Source data

------------------------------------------------

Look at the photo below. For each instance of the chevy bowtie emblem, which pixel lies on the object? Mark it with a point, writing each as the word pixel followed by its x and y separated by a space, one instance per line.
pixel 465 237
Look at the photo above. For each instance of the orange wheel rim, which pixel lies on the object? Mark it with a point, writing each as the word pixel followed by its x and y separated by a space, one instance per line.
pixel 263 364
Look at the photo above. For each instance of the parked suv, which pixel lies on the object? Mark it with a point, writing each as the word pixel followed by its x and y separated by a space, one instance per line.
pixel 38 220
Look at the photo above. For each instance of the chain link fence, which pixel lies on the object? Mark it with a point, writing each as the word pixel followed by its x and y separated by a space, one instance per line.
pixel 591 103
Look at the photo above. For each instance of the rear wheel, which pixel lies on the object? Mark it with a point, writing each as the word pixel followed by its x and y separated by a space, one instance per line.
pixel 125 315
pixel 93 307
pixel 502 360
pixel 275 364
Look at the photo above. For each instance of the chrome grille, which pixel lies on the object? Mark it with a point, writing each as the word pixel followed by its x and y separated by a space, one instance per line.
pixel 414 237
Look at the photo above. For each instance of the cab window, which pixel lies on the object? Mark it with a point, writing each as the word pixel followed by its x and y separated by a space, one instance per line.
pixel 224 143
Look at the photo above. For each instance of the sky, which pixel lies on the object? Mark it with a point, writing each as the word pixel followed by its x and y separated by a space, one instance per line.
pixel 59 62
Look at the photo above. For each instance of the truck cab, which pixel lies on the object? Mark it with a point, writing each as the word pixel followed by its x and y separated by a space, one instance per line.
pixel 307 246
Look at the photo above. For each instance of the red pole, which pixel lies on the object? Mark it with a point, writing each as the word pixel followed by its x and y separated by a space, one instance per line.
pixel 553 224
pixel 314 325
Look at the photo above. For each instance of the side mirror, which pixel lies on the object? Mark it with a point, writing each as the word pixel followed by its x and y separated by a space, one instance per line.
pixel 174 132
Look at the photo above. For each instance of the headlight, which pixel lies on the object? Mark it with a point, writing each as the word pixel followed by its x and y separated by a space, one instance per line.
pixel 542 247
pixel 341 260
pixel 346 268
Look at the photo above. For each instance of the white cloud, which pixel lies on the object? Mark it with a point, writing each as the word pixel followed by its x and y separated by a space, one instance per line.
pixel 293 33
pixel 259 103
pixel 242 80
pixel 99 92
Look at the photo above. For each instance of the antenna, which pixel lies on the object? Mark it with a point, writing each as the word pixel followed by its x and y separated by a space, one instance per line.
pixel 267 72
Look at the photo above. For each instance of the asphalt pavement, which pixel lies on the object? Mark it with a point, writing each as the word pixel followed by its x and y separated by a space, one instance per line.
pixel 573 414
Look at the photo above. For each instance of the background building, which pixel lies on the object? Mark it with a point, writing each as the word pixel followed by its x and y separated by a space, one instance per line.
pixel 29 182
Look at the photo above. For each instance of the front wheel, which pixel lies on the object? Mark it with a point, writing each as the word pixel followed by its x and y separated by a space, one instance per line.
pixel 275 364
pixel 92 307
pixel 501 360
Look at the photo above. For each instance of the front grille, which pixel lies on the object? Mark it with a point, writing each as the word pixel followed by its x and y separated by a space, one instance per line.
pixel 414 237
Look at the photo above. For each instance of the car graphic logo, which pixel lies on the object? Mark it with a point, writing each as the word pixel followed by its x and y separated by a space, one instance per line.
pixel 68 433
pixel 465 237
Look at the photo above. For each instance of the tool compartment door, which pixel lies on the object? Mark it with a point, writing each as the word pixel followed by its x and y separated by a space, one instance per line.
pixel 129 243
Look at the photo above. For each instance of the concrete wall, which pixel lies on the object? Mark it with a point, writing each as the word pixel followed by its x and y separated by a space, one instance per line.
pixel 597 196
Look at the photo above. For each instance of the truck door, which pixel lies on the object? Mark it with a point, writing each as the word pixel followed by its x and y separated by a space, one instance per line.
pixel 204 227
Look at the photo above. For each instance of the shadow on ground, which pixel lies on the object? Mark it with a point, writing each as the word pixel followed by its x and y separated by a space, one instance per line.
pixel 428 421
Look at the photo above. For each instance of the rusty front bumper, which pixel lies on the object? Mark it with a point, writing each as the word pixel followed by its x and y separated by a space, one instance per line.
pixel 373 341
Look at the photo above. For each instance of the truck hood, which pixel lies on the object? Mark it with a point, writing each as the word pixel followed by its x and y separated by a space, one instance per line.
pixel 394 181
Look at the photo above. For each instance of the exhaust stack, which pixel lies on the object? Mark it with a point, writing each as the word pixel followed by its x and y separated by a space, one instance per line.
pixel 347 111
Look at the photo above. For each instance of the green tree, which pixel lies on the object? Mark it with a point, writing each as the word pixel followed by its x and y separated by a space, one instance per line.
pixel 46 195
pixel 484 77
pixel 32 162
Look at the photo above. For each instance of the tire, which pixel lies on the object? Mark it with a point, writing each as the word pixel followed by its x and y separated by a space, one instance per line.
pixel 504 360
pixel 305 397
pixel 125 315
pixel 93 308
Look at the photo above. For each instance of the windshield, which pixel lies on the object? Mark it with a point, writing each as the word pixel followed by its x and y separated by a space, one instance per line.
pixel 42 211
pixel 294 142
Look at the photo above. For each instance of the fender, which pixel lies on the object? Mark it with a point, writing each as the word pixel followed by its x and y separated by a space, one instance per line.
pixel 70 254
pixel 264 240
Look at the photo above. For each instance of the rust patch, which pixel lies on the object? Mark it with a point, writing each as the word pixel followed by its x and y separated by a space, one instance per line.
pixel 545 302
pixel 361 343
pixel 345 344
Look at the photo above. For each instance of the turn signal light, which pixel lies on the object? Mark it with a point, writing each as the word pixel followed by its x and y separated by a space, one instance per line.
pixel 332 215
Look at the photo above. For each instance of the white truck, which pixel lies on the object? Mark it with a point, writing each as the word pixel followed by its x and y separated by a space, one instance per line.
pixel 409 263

------------------------------------------------

- [TASK DIRECTIONS]
Copy every line of the records above exactly.

- [SOLUTION TO THE EXERCISE]
Look at the photo below. For each instance of the chevy bowtie emblem, which pixel lies on the object? Mark it with a point, writing each as the word pixel followed by its x and y separated by a space, one instance per line.
pixel 465 237
Look at the photo above. For each instance of the orange wheel rim, which pixel lies on the object? Mark it with a point, writing each as the word pixel followed by its x and y separated by a space, one instance per line.
pixel 263 364
Look at the photo above. For each instance of the parked suv, which pixel lies on the object? Mark it with a point, writing each as the word pixel followed by its x and y separated by a space, one instance per line.
pixel 38 220
Look at the photo above. For each instance of the chain link fence, which pixel lies on the object? Mark it with a point, writing each as the word pixel followed by its x and y separated by a space, one instance per line.
pixel 591 103
Look at the photo above. For each instance of the rear wheel, which pixel lies on the object? Mark it with a point, writing each as the word pixel followed by its x and y separated by a space, one instance per line.
pixel 125 315
pixel 93 307
pixel 502 360
pixel 275 364
Look at the photo above. For each instance of the chrome grille, which pixel lies on the object? Mark it with a point, writing each as the word pixel followed by its x and y separated by a space, one instance per line.
pixel 414 237
Look at the photo above. For each instance of the cab window, which pixel lies on the object? Mark it with a point, writing each as the word pixel followed by its x and y separated by a space, one instance per line.
pixel 224 143
Look at the photo above. For each instance of the sky, which pixel lies on the object? Mark it with a point, writing each as the word pixel followed by its x and y separated by a space, one instance per line.
pixel 59 62
Look at the photo above. For each instance of the truck cab, which pixel lies on the object? Mark it with a point, writing each as the word pixel followed by its x and y separated by a space, one instance per line.
pixel 307 246
Look at the photo above. For each instance of the red pole, which pixel lies on the object? Mark it with a point, writing each as the word pixel followed by its x and y separated by a space, one instance per line.
pixel 553 224
pixel 314 325
Look at the photo above. For each instance of the side mirror, which pixel lies on the object? Mark it with a point, writing each as the word pixel followed by its x and y separated by a space, one instance per line.
pixel 174 132
Look at the photo above. For each instance of the headlight, which pixel lies on the object? Mark it with a point, writing each as the word pixel followed by its x and y separated by a space, one instance per line.
pixel 542 247
pixel 341 260
pixel 346 268
Look at the photo above. For each instance of the white cloud, which pixel lies on the object? Mark it with a point, writing each as the word pixel followed by its x and y separated by a space, one instance per line.
pixel 293 33
pixel 259 103
pixel 242 80
pixel 99 92
Look at the photo above. For each instance of the antenna, which pixel lies on the object? Mark it with a point, writing each as the word pixel followed by its x and y separated by a space, one instance per line.
pixel 267 72
Look at the photo above. For each instance of the asphalt pavement, which pixel lies on the object? Mark it with a point, writing each as the word pixel followed by its x and y separated by a space, one instance per line.
pixel 573 414
Look at the photo above. For each instance of the background building, which pixel lies on the object? Mark it with a point, writing each as the word pixel followed by its x and y separated by a space, one instance per line.
pixel 29 182
Look at the photo above. For each instance of the front wheel, which pixel lies on the object? Mark it with a point, writing each as the word pixel followed by its x and y separated by a space, one instance per line.
pixel 275 364
pixel 92 307
pixel 501 360
Look at the photo above. For each instance of the front grille, which pixel lies on the object? Mark it with a point, writing each as the word pixel followed by its x and y separated by a space, one instance per line.
pixel 414 237
Look at the photo above. For each instance of the car graphic logo, which pixel lies on the object? Mark it with a point, writing each as the word pixel followed by its x and y separated by a space, one instance per line.
pixel 68 433
pixel 465 237
Look at the photo above. For each instance of the tool compartment door, which pixel lies on the object? Mark it with a point, writing each as the word pixel followed by its x and y separated by a space, one instance per line.
pixel 129 243
Look at the photo above. For each instance of the concrete wall, which pixel lies on the object? Mark it with a point, writing each as the word pixel followed by its x and y separated by a space, one instance per line.
pixel 597 196
Look at the photo above. For each instance of the truck door, which pixel lies on the object? Mark it with a point, writing each as the word pixel followed by its x and y separated by a space, one instance per line.
pixel 204 227
Look at the photo above. For each instance of the shadow on ground, which pixel lies on the object? Mark it with a point, writing each as the word pixel followed by its x and y separated by a space, one instance per line.
pixel 428 421
Look at the photo above. For each instance of the rusty front bumper, which pixel lies on the object? Mark it with a point, writing each as the word pixel followed by its x and y separated by a space, one instance per line.
pixel 373 341
Look at the photo above. For each instance of the truck hood, which pixel lies on the object? Mark it with a point, writing each as the word pixel followed by its x and y separated by a space, one instance per line.
pixel 394 181
Look at the photo above. For each instance of the exhaust stack, which pixel lies on the object? Mark it with a point, writing each as the word pixel followed by its x and y separated by a space, one instance per line.
pixel 347 111
Look at the photo above. For each instance of the green tree, which pixel lies on the object? Mark it with a point, writing each as the word pixel followed by its x and y separated by a space, one instance per line.
pixel 46 195
pixel 484 77
pixel 32 162
Look at the photo above. For each instance of the tire, which pixel lies on the object? Mark it with a point, writing each as the word pixel followed by its x and y separated by a space, one instance per line.
pixel 504 360
pixel 305 397
pixel 125 315
pixel 93 308
Look at the photo above. For each instance of the windshield, which pixel lies on the object? Mark it with a point, writing each as the word pixel followed by its x and y separated by a space, one instance per line.
pixel 42 211
pixel 294 142
Look at the photo above. For each instance of the fender, which pixel lies on the object? Mark it with a point, writing each as the word pixel followed by its x and y separated by a space, one instance per line.
pixel 70 254
pixel 264 240
Look at the photo above. For each instance of the rust patch, which pixel lies on the object? Mark it with a point, writing each as the word pixel followed by its x and y separated by a space, one instance per line.
pixel 545 302
pixel 361 343
pixel 345 344
Look at the photo above. For each instance of the turn signal light, which pixel lies on the object? Mark it with a point, writing each as the word pixel followed by its x and y separated by a space, one instance per line.
pixel 332 215
Look at the photo above. For each instance of the white truck, which pixel lies on the object? Mark it with a point, writing each as the word pixel followed by its x and y separated by a space, one instance per line.
pixel 409 263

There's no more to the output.